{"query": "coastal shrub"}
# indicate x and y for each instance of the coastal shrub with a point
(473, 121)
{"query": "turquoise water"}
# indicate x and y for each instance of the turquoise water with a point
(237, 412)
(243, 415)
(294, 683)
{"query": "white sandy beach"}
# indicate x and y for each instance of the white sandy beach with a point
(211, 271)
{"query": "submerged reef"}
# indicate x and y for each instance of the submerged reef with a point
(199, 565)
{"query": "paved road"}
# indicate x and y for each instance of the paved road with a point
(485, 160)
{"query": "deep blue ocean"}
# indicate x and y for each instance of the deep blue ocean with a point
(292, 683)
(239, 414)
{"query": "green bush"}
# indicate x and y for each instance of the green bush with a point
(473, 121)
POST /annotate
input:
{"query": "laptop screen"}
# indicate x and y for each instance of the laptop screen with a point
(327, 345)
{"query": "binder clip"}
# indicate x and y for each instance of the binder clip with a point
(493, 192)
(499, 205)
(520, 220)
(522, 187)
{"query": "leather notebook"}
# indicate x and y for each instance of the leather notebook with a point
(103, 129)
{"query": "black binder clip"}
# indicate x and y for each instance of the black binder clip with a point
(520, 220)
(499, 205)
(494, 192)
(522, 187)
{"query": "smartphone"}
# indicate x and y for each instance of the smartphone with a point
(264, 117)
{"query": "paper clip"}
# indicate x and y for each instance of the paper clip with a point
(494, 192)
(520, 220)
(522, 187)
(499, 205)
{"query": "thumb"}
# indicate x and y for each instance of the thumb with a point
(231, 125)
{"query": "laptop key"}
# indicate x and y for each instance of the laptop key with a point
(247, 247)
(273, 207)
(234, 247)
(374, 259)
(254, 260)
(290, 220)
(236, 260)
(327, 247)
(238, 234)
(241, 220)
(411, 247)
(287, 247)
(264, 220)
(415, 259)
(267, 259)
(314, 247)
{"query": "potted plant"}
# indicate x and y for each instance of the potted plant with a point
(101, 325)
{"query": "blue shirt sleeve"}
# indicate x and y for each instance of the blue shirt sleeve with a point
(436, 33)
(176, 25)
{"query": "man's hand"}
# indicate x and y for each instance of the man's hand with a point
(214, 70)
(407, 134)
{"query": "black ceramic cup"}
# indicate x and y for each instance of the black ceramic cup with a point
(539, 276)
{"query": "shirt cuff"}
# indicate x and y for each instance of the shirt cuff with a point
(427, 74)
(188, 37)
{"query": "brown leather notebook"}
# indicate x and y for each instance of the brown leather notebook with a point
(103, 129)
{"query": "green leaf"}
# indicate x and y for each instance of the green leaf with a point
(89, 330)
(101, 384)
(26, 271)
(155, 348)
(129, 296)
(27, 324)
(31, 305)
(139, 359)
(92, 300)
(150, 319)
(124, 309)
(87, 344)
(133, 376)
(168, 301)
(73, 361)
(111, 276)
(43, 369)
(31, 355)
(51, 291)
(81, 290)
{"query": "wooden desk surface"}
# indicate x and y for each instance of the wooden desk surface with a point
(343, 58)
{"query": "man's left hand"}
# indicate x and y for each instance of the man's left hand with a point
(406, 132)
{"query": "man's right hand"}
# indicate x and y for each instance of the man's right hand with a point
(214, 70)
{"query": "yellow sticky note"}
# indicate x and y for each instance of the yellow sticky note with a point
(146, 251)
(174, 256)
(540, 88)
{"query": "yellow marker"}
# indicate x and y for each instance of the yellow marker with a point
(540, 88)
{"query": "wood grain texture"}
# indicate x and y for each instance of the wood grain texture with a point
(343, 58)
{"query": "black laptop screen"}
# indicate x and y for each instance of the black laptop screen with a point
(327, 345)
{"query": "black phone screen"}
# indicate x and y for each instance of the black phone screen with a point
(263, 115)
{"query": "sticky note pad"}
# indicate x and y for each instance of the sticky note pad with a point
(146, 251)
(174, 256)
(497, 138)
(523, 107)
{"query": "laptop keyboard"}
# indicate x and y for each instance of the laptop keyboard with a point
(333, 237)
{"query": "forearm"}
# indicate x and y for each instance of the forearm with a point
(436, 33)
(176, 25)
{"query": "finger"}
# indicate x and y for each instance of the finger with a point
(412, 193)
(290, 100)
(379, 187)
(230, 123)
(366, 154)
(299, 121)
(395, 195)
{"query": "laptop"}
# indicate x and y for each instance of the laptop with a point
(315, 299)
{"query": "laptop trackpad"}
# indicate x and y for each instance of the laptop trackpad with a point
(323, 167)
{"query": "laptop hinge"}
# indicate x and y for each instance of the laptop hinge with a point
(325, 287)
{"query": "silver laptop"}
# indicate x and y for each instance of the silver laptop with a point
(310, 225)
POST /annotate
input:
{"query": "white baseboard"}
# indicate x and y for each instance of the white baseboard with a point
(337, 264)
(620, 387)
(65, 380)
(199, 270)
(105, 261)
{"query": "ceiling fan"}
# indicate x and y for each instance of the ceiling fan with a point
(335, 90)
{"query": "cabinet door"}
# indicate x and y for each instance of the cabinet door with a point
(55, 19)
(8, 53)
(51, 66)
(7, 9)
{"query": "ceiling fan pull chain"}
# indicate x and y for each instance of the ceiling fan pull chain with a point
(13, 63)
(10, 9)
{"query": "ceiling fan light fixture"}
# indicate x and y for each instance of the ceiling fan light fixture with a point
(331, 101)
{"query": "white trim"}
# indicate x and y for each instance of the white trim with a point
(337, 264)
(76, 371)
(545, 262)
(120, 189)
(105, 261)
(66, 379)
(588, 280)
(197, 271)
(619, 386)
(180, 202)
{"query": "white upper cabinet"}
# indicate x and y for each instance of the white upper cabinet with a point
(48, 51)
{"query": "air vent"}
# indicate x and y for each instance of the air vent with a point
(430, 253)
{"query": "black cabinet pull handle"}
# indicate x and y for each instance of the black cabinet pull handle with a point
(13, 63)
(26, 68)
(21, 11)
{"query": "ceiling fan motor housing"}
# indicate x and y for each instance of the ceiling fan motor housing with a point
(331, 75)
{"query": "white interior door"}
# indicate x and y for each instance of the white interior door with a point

Task objective: Quote the data in full, keeping each word unchanged.

Result for this task:
{"query": "coastal shrub"}
# indicate x and y for each instance of the coastal shrub with a point
(473, 121)
{"query": "turquoise water"}
# indicate x and y for each instance of the turquoise water with a point
(237, 412)
(243, 415)
(294, 683)
{"query": "white sandy beach"}
# indicate x and y for each instance of the white sandy beach with a point
(211, 271)
{"query": "submerged reef"}
# indicate x and y for each instance of the submerged reef with a point
(199, 565)
{"query": "paved road"}
# indicate x and y for each instance of the paved road with a point
(485, 160)
{"query": "deep blue ocean"}
# indicate x and y for each instance of the deep blue ocean with a point
(292, 683)
(239, 414)
{"query": "green bush"}
# indicate x and y for each instance of the green bush with a point
(473, 121)
POST /annotate
input:
{"query": "laptop screen"}
# indicate x and y for each instance of the laptop screen with a point
(327, 345)
{"query": "binder clip"}
# indicate x and y for each instance of the binder clip with a point
(493, 192)
(499, 205)
(520, 220)
(522, 187)
{"query": "leather notebook"}
# indicate x and y for each instance of the leather notebook with a point
(103, 129)
{"query": "black binder clip"}
# indicate x and y for each instance of the black binder clip with a point
(520, 220)
(499, 205)
(494, 192)
(522, 187)
{"query": "smartphone"}
# indicate x and y for each instance of the smartphone with a point
(264, 117)
{"query": "paper clip"}
# indicate x and y for each instance of the paper clip with a point
(494, 192)
(520, 220)
(522, 187)
(499, 205)
{"query": "thumb"}
# indicate x and y for each instance of the thumb with a point
(231, 125)
{"query": "laptop key"}
# indicate x and y for each instance of the laptop key with a point
(247, 247)
(273, 207)
(234, 247)
(374, 259)
(254, 260)
(290, 220)
(236, 260)
(327, 247)
(238, 234)
(241, 220)
(411, 247)
(287, 247)
(264, 220)
(415, 259)
(267, 259)
(314, 247)
{"query": "potted plant"}
# indicate x and y for each instance of the potted plant with a point
(101, 325)
{"query": "blue shirt sleeve"}
# indicate x and y for each instance of the blue shirt sleeve with a point
(436, 33)
(176, 25)
{"query": "man's hand"}
# indicate x and y for each instance of the man's hand with a point
(214, 70)
(407, 134)
{"query": "black ceramic cup"}
# indicate x and y for each instance of the black ceramic cup with a point
(539, 276)
{"query": "shirt cuff"}
# indicate x and y for each instance of the shirt cuff with a point
(427, 74)
(188, 37)
{"query": "brown leather notebook"}
# indicate x and y for each instance of the brown leather notebook with a point
(103, 129)
{"query": "green leaf"}
# indicate x and y for each instance of the green leaf with a point
(89, 330)
(101, 384)
(26, 271)
(155, 348)
(129, 296)
(27, 324)
(31, 305)
(139, 359)
(92, 300)
(150, 319)
(124, 309)
(87, 344)
(133, 376)
(168, 301)
(73, 361)
(111, 276)
(43, 369)
(31, 355)
(51, 291)
(81, 290)
{"query": "wooden desk surface"}
# indicate x and y for each instance of the wooden desk surface with a point
(343, 58)
{"query": "man's left hand"}
# indicate x and y for each instance of the man's left hand with a point
(406, 132)
{"query": "man's right hand"}
# indicate x and y for each instance of the man's right hand with a point
(214, 70)
{"query": "yellow sticky note"}
# indicate x and y for each instance of the yellow sticky note with a point
(146, 251)
(174, 256)
(540, 88)
{"query": "yellow marker"}
# indicate x and y for each instance of the yellow marker with a point
(540, 88)
{"query": "wood grain texture"}
# indicate x and y for each instance of the wood grain texture with a point
(343, 58)
{"query": "black laptop screen"}
# indicate x and y for each instance of the black laptop screen with a point
(327, 345)
{"query": "black phone screen"}
# indicate x and y for each instance of the black phone screen with a point
(263, 115)
{"query": "sticky note pad"}
# indicate x and y for each instance of the sticky note pad with a point
(146, 251)
(174, 256)
(497, 138)
(523, 107)
{"query": "laptop keyboard"}
# indicate x and y for each instance of the laptop keyboard with a point
(333, 237)
{"query": "forearm"}
# indicate x and y for each instance of the forearm with a point
(436, 33)
(176, 25)
{"query": "finger"}
# indicate x and y for each instance of the finger with a point
(412, 193)
(290, 100)
(379, 187)
(230, 123)
(366, 154)
(299, 121)
(395, 195)
{"query": "laptop"}
# indicate x and y for each instance of the laptop with a point
(315, 299)
{"query": "laptop trackpad"}
# indicate x and y for each instance of the laptop trackpad with a point
(323, 167)
{"query": "laptop hinge"}
# indicate x and y for each instance of the laptop hinge with a point
(325, 287)
{"query": "silver laptop"}
# indicate x and y for each instance of the silver laptop with a point
(310, 225)
POST /annotate
input:
{"query": "white baseboard"}
# indicate x and y for each instance of the white baseboard with a point
(337, 264)
(620, 387)
(65, 380)
(199, 270)
(105, 261)
{"query": "ceiling fan"}
# indicate x and y for each instance of the ceiling fan with a point
(335, 90)
{"query": "cabinet door"}
# indicate x and y for each instance of the cabinet door with a point
(55, 19)
(8, 53)
(51, 66)
(7, 9)
{"query": "ceiling fan pull chain"}
# indicate x and y for each instance of the ceiling fan pull chain with a point
(13, 63)
(10, 9)
{"query": "ceiling fan light fixture"}
# indicate x and y for each instance of the ceiling fan light fixture with a point
(331, 101)
{"query": "white trim"}
# indicate x and y for each instance of the white trim with a point
(337, 264)
(76, 371)
(545, 262)
(120, 189)
(105, 261)
(66, 379)
(588, 280)
(197, 271)
(619, 386)
(180, 202)
{"query": "white upper cabinet"}
# indicate x and y for each instance of the white upper cabinet with a point
(48, 51)
{"query": "air vent"}
# indicate x and y for each instance of the air vent with a point
(430, 253)
{"query": "black cabinet pull handle"}
# indicate x and y for each instance of the black cabinet pull handle with a point
(13, 63)
(26, 68)
(21, 11)
{"query": "ceiling fan motor housing"}
# indicate x and y for each instance of the ceiling fan motor housing with a point
(331, 75)
{"query": "white interior door"}
# indicate x and y for each instance of the white interior door with a point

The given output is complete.